──────── Extract to read ────────
What Is Mookie Betts Ceiling?

It’s hard not to be romantic about baseball. You couldn’t script a better start to the season for the Boston Red Sox, coming off a last-place finish in a season in which they were defending a most unlikely World Series title from the previous year. After a torrid spring training, sophomore sensation Mookie Betts stepped to the plate to face Phillies ace Cole Hamels on Opening Day, the pitcher a large contingent of Sox fans wanted to trade him for just a few months earlier.

Hamels delivered a fastball on the inner half of the plate, a pitch that would jam most right-hand batter, inducing a harmless pop-up. Betts got out in front of it and smashed a line-drive home run to left field. In a narrative driven sport like baseball, few moments sum up the trajectory of both franchises better than that singular moment.

It seems premature to anoint Betts as one of the top commodities in fantasy baseball after just 218 career plate appearances at the Major League level, but he’s given us no reason to doubt his ability to produce at the plate. The 22-year old outfielder is batting .295/.373/.461 with six home runs in less than half a season of plate appearances now.
──────── Dataset entries ────────
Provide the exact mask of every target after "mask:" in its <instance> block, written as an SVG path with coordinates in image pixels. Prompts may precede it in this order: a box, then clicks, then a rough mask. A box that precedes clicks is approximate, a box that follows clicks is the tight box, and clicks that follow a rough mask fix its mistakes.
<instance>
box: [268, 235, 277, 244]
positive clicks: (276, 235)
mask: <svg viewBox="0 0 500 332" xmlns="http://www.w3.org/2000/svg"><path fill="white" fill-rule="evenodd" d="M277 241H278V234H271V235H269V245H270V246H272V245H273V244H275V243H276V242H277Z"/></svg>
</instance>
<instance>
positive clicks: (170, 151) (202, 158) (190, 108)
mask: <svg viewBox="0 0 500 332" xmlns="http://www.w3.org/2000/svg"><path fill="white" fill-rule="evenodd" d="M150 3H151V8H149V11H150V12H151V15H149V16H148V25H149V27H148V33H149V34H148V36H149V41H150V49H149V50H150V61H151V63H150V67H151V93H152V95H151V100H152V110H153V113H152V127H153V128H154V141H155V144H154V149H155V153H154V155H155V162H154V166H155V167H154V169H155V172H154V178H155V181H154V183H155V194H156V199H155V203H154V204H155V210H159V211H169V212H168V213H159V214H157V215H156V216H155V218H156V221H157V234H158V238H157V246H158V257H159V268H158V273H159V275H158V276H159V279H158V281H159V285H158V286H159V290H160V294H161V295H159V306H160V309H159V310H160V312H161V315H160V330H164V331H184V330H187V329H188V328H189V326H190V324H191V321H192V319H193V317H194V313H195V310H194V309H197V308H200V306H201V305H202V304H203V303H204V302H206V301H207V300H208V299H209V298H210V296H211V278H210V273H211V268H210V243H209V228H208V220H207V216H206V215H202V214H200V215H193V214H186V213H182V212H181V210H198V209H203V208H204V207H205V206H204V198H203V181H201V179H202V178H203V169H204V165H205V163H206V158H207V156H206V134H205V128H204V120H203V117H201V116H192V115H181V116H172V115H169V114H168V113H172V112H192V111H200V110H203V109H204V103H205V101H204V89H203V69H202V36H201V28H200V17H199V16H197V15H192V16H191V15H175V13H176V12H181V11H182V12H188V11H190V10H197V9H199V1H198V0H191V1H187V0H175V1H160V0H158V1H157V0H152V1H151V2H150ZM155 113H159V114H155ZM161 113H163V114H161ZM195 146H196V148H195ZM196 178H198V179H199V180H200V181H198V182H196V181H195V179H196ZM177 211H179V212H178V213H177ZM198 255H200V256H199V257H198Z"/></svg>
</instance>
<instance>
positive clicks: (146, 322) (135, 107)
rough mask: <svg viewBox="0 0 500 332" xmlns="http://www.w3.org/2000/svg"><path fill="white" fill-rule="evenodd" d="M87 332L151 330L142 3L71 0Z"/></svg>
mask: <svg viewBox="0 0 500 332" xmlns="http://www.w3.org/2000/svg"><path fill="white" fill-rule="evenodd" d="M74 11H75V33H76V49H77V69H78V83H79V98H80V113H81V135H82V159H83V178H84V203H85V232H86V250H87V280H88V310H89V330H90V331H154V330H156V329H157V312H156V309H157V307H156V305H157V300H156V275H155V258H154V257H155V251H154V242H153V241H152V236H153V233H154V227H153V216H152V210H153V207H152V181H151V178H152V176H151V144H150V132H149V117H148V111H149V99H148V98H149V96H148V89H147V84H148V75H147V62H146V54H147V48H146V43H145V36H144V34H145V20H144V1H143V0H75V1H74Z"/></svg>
────────
──────── Dataset entries ────────
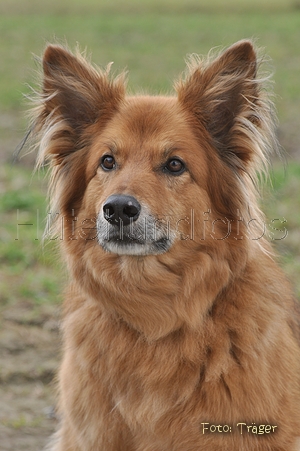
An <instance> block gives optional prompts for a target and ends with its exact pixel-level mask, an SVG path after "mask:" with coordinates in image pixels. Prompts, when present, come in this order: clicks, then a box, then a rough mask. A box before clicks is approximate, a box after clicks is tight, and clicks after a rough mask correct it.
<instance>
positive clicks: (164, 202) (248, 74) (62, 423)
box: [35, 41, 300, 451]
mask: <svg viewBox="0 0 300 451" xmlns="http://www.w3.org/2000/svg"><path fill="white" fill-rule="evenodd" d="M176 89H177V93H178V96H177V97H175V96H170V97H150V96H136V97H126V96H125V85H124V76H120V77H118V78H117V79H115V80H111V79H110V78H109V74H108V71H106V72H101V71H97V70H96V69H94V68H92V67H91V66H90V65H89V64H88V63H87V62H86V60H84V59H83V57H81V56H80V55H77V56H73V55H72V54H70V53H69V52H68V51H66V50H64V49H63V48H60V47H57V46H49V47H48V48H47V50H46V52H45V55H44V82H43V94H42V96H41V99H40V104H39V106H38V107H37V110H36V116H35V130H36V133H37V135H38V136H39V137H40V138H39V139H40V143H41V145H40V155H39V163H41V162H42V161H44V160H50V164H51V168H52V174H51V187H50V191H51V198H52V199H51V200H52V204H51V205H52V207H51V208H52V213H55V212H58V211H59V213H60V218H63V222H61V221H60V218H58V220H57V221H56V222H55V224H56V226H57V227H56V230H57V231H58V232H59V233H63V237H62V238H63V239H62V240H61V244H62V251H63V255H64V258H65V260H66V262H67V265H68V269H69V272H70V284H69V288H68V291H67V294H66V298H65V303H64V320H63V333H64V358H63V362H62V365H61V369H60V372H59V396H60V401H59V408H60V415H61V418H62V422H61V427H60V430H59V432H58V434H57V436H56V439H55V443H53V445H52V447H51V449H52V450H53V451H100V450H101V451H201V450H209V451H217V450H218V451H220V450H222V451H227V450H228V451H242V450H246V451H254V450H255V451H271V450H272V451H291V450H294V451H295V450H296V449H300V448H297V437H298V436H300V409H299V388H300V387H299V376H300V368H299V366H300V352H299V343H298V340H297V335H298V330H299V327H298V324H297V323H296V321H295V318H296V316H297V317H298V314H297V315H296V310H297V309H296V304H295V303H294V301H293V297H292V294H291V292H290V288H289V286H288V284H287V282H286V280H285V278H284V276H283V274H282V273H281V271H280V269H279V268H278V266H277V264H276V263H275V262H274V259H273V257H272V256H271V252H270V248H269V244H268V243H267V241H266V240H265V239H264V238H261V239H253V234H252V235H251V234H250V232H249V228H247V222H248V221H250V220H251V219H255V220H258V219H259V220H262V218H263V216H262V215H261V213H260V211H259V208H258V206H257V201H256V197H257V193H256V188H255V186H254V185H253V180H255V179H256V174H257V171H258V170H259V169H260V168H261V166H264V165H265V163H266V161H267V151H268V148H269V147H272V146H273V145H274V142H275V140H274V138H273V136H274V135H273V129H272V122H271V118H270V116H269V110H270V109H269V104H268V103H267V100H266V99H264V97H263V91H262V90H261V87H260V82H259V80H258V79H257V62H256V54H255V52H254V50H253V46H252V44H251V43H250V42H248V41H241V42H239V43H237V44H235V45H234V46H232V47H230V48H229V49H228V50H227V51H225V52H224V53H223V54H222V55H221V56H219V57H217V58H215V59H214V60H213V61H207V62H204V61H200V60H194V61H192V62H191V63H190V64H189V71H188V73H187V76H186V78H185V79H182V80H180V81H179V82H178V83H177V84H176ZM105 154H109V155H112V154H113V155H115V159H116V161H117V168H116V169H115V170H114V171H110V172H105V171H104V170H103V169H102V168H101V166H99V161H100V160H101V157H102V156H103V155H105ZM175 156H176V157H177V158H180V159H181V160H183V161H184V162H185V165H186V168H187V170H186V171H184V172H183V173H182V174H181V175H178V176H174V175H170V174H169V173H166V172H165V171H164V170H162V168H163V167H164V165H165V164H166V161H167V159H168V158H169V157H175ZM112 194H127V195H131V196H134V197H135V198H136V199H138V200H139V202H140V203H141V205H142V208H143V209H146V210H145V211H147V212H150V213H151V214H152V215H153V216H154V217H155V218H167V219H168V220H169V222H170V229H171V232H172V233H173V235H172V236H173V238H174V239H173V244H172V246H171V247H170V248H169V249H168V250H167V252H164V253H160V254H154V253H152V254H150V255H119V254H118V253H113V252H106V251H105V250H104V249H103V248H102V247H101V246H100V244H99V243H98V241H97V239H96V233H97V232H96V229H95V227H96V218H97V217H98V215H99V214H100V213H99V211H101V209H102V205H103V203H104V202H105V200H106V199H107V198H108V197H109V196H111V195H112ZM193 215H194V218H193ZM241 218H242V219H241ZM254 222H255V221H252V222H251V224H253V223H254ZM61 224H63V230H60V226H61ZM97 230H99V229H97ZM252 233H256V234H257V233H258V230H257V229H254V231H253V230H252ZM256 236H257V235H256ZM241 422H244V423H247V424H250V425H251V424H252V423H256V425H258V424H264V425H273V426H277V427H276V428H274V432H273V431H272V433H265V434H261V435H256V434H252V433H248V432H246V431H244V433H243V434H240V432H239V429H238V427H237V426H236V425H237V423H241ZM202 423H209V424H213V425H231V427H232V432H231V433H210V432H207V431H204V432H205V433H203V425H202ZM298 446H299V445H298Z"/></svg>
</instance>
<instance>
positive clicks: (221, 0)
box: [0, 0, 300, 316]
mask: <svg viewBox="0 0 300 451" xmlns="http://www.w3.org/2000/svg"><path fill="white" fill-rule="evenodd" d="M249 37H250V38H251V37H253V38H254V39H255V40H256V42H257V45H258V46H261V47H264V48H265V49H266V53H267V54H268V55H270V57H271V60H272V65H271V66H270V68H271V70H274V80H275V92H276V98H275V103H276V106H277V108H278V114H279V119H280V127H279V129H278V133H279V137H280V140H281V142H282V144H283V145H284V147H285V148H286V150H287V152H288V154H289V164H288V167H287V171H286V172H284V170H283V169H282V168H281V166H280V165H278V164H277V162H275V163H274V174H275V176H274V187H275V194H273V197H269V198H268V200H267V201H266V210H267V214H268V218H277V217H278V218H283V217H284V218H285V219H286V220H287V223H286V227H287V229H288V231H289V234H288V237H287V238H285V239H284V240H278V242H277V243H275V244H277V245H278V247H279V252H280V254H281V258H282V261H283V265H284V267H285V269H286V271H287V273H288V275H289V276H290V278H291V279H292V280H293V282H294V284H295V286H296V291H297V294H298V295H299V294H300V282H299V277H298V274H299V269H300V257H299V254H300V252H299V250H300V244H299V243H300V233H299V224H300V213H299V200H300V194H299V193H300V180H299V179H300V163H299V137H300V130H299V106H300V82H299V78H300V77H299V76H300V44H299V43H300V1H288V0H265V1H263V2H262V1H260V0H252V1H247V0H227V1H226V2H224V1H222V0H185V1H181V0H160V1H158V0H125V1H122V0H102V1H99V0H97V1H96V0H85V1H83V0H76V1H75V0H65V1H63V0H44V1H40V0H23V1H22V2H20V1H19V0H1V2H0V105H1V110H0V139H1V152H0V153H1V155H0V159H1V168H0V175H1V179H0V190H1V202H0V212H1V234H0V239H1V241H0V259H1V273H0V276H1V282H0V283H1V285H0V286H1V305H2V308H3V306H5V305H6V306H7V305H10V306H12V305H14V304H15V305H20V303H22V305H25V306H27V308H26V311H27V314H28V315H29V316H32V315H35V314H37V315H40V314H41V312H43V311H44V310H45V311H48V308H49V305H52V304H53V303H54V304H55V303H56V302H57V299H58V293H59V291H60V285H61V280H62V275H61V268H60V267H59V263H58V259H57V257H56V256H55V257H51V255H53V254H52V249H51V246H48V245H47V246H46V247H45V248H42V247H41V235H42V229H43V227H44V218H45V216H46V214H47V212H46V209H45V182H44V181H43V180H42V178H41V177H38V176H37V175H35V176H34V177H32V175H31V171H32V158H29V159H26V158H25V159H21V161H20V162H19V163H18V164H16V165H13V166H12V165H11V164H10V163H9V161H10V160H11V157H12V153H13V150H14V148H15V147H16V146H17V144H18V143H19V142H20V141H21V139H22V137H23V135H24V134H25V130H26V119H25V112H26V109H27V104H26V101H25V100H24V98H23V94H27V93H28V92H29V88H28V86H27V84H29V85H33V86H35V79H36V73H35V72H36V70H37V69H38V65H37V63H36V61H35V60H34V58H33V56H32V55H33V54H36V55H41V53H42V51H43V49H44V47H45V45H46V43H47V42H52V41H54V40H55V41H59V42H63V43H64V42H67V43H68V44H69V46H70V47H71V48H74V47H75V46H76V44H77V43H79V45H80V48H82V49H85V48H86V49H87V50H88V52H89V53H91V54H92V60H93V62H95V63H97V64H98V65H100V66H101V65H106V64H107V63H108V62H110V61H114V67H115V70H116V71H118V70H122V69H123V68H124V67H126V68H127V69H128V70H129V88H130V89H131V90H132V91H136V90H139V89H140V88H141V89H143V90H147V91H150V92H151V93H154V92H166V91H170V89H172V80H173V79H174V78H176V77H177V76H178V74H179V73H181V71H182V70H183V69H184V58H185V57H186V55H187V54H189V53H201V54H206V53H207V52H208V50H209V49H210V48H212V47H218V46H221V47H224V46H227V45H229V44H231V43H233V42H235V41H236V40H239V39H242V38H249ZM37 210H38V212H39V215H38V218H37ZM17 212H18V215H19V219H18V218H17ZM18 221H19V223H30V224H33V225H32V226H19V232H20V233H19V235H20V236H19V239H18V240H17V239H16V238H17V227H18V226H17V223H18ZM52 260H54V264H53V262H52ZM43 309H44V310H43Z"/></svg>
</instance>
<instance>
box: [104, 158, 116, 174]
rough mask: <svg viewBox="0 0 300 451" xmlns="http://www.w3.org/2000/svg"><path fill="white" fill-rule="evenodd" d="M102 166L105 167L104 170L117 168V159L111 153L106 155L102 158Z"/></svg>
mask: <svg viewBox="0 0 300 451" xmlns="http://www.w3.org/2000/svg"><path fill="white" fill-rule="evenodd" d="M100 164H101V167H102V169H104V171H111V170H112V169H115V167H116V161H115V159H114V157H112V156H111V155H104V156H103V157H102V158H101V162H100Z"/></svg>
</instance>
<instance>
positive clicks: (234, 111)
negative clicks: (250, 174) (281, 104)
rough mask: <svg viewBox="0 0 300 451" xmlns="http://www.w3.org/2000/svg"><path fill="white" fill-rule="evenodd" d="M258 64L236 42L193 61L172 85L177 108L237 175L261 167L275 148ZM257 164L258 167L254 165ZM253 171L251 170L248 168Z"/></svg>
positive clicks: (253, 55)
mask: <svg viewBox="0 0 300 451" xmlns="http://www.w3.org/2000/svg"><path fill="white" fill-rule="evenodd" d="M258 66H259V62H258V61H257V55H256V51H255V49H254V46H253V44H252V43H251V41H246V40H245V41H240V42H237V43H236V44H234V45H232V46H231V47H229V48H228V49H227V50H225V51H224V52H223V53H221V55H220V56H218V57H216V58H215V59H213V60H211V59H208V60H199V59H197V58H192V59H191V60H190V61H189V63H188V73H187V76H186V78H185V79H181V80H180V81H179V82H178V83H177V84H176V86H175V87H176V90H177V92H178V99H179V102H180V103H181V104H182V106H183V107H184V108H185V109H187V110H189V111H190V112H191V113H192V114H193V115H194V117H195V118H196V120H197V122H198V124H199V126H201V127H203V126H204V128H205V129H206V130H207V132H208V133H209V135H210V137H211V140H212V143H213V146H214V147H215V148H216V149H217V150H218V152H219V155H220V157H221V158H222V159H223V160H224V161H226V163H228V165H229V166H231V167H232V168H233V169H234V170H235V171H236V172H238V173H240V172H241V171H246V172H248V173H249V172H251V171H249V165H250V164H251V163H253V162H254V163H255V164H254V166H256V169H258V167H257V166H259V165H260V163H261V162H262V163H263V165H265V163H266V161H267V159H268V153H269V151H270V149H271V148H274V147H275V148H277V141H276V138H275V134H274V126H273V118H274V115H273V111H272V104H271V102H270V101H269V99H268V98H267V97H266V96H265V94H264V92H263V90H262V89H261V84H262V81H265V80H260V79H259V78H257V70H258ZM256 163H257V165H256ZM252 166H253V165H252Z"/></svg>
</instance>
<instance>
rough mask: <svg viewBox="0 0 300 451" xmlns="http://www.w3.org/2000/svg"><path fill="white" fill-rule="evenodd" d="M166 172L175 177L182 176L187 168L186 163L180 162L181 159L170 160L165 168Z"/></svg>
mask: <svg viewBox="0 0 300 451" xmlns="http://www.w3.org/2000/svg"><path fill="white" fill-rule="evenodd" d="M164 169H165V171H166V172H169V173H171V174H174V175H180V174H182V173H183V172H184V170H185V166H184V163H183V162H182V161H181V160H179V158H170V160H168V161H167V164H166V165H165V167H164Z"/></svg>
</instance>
────────
**Tasks to carry out**
(1) From the Mookie Betts article, copy the passage between "Hamels delivered a" and "plate appearances now.", inclusive.
(2) Answer these from the Mookie Betts article:
(a) Which pitcher did Betts face on Opening Day?
(b) To which field did Betts hit his home run?
(c) How many career plate appearances at the Major League level does Betts have?
(3) Shorten the paragraph in the Mookie Betts article that begins "It seems premature to anoint Betts," keeping its main facts.

**Outputs in order**
(1)
Hamels delivered a fastball on the inner half of the plate, a pitch that would jam most right-hand batter, inducing a harmless pop-up. Betts got out in front of it and smashed a line-drive home run to left field. In a narrative driven sport like baseball, few moments sum up the trajectory of both franchises better than that singular moment.

It seems premature to anoint Betts as one of the top commodities in fantasy baseball after just 218 career plate appearances at the Major League level, but he’s given us no reason to doubt his ability to produce at the plate. The 22-year old outfielder is batting .295/.373/.461 with six home runs in less than half a season of plate appearances now.

(2)
(a) Cole Hamels, the Phillies ace.
(b) Left field.
(c) 218.

(3) After only 218 career Major League plate appearances, it may be early to call Betts a top fantasy baseball asset, but he has given no reason to doubt his hitting. The 22-year-old outfielder is batting .295/.373/.461 with six home runs in less than half a season of plate appearances.